> _EXERCISE AIM_:
Render every line of the material below as a Markdown table whose columns are headed Row and Line, giving each line its row number and omitting blank lines.

> _DATA TO USE_:
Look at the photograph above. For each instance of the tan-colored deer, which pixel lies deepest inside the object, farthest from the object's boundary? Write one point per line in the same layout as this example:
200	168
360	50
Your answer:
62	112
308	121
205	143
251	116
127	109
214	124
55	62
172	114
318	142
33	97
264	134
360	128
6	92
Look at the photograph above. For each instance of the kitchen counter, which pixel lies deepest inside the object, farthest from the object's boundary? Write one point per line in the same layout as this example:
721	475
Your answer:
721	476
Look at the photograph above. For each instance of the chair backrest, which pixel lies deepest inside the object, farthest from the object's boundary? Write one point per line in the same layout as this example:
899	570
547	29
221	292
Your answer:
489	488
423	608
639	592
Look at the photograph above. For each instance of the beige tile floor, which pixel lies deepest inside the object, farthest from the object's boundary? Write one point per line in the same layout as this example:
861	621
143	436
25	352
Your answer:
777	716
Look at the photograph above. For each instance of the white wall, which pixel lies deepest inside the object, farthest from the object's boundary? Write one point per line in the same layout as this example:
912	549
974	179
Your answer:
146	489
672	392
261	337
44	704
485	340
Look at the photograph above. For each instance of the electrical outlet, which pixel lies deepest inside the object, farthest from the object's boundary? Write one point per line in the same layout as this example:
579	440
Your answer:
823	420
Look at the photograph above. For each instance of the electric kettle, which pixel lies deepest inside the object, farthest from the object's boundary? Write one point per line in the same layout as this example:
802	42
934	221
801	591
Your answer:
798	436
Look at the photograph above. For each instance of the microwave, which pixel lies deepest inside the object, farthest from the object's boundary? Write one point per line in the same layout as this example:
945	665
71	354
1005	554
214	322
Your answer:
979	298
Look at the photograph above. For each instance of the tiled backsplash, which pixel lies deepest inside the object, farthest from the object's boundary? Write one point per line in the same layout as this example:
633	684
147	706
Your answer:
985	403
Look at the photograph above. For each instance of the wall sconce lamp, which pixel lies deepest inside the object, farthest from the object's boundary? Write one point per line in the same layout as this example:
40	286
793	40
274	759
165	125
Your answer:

> _RESPONSE TO THIS TASK_:
| Row | Line |
|---|---|
| 1 | Look at the photograph above. For each instance of the tan-colored deer, which pixel lies deepest inside the object, farthest from the object's boundary? Write one point per line in the same layout as this example: |
| 2 | 200	168 |
| 3 | 360	50 |
| 4 | Your answer: |
| 5 | 62	112 |
| 6 | 308	121 |
| 7 | 205	143 |
| 8 | 251	116 |
| 9 | 127	109 |
| 10 | 214	124 |
| 11 | 55	62 |
| 12 | 172	114 |
| 13 | 318	142 |
| 14 | 33	97 |
| 15 | 264	134 |
| 16 | 360	128 |
| 17 | 6	92 |
| 18 | Look at the photograph above. For each instance of the kitchen counter, which pixel lies deepest inside the object, farthest from the object's boundary? Write one point per line in the same layout as this example: |
| 19 | 721	475 |
| 20 | Your answer: |
| 21 | 721	476 |
| 22 | Look at the photograph above. For each instance of the chair backrest, which pixel lies deepest inside the object, farthest from the object's boundary? Write one point per line in the same layout as this example: |
| 23 | 899	570 |
| 24 | 547	29 |
| 25 | 221	292 |
| 26 | Your answer: |
| 27 | 489	488 |
| 28 | 423	608 |
| 29 | 639	592 |
| 30 | Look at the photograph above. For each instance of the beige tile floor, which pixel lies deepest inside the object, farthest from the object's boundary? Write one point per line in the same layout as this example: |
| 31 | 861	621 |
| 32 | 143	436 |
| 33 | 25	352 |
| 34 | Your answer: |
| 35 | 777	716 |
| 36 | Look at the photograph above. For each instance of the white wall, which pixel lies deepest inside the object, farthest from the object's boundary? Write one point per line in the same layout as this example: |
| 37 | 912	549 |
| 38 | 974	179 |
| 39 | Your answer: |
| 40 | 146	489 |
| 41 | 672	392 |
| 42 | 261	337 |
| 43 | 44	704 |
| 44 | 485	340 |
| 45 | Look at the photograph above. For each instance of the electrical outlet, which pixel lies deepest inside the object, farthest from the object's boundary? Write one point per line in the same layout as this example: |
| 46 | 579	440 |
| 47 | Your answer: |
| 48 | 823	420 |
| 49 | Look at the photograph above. For each instance of the electric kettle, which pixel lies deepest inside the object, farthest from the object's boundary? Write one point per line in the same layout as this example: |
| 50 | 802	42 |
| 51 | 934	221 |
| 52 | 801	591 |
| 53 | Your answer: |
| 54 | 798	436 |
| 55 | Look at the photograph above. For each instance of the microwave, which pixel lies deepest inside the object, farthest from the object's boundary? Write one point per line in the same layout as this example: |
| 56 | 945	665 |
| 57 | 71	354 |
| 58 | 1005	554 |
| 59 | 214	322 |
| 60 | Your answer: |
| 61 | 979	298 |
| 62 | Look at the photograph above. For each instance of the tiled backsplash, which pixel lies deepest inside the object, farthest from the object's boundary? Write one point per line in the same layout as this example: |
| 63 | 633	684 |
| 64 | 147	706 |
| 65 | Your answer: |
| 66 | 985	403 |
| 67 | Look at the photograph above. For each instance of the wall sconce lamp, which pixel lies deepest inside the object, farthest from the object's boundary? Write one point per line in the same layout as this example: |
| 68 | 40	286 |
| 69 | 793	40 |
| 70 | 274	759 |
| 71 | 165	125 |
| 72 | Your answer: |